── Supplied information

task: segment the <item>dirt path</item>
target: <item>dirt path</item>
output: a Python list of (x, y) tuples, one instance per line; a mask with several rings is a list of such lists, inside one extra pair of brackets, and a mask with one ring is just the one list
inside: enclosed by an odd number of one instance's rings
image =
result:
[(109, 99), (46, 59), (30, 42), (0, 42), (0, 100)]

────

◆ **Exercise directions**
Copy out the records above, putting "gravel trail" in place of "dirt path" wherever it occurs and keeping everything else identical.

◆ **Response for this exercise**
task: segment the <item>gravel trail</item>
target: <item>gravel trail</item>
output: a Python list of (x, y) tuples, one instance per line; a mask with several rings is a list of such lists, inside one extra pair of brackets, and a mask with one ring is just the one list
inside: enclosed by an odd number of one instance's rings
image =
result:
[(109, 99), (46, 59), (30, 42), (0, 42), (0, 100)]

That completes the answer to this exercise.